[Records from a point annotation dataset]
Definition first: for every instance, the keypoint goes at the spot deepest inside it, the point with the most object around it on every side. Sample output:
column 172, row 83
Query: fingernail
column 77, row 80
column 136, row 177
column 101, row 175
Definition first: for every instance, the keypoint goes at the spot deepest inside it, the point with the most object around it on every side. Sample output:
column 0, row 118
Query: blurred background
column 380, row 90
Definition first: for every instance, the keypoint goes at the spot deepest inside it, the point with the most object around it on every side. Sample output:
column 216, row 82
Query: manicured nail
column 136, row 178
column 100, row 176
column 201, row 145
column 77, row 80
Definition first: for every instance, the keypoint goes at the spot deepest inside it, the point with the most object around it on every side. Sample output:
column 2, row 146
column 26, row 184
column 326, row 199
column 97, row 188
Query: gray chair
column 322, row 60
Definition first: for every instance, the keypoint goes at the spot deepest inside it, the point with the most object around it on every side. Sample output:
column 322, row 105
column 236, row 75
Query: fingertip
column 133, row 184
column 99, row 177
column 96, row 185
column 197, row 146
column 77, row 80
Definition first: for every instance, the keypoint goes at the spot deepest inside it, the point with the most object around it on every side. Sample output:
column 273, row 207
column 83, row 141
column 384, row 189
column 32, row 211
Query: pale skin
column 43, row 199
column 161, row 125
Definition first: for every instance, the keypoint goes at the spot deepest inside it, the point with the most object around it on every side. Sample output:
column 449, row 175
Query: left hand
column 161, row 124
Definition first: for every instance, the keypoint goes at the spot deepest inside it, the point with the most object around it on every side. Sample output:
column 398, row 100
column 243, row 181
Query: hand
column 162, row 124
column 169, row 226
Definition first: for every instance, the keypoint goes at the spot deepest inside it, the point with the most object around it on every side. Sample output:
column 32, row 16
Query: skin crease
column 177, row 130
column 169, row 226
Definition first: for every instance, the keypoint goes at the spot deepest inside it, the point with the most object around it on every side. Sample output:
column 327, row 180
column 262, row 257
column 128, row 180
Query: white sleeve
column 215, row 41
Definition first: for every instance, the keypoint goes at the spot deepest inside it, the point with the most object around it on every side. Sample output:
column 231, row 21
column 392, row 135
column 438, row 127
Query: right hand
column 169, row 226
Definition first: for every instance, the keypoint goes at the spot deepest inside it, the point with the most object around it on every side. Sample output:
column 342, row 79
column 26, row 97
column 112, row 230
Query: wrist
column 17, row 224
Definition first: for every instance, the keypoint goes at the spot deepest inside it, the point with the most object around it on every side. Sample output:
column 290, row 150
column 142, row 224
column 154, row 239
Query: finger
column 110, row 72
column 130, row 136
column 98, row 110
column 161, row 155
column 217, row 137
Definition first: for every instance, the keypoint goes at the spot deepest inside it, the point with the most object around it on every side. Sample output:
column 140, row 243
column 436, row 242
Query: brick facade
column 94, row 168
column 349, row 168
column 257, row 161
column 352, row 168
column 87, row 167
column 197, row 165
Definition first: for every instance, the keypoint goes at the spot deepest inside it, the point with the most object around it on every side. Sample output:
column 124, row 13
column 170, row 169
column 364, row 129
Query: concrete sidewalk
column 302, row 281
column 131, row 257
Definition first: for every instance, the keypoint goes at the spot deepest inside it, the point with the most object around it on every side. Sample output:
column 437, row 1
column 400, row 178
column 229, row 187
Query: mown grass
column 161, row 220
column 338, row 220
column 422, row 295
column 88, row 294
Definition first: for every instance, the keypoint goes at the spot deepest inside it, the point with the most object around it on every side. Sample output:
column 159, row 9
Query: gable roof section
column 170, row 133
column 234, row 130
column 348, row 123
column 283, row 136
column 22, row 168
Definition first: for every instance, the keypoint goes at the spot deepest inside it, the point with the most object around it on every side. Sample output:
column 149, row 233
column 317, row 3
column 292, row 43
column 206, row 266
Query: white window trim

→ Job: Output the lines above verbatim, starting with the first line of the records and ending with the line that contains "column 322, row 60", including both.

→ Answer in full:
Definition first: for every instance, the keypoint goes at the spot deepest inside it, the point with the most object around it on every side. Sample output:
column 172, row 83
Query: fingernail
column 77, row 80
column 136, row 177
column 101, row 175
Definition first: for every instance, the keypoint goes at the spot deepest inside it, the point with the most object around it on every side. Sample output:
column 0, row 118
Query: blurred background
column 380, row 90
Definition first: for every instance, the keypoint goes at the spot deepest inside it, the point with the most object around it on every side. Sample output:
column 216, row 82
Query: manicured nail
column 136, row 178
column 100, row 176
column 201, row 145
column 77, row 80
Definition first: for every instance, the keypoint goes at the spot deepest inside it, the point with the most object around it on every side. Sample output:
column 2, row 146
column 26, row 184
column 326, row 199
column 97, row 188
Query: gray chair
column 322, row 60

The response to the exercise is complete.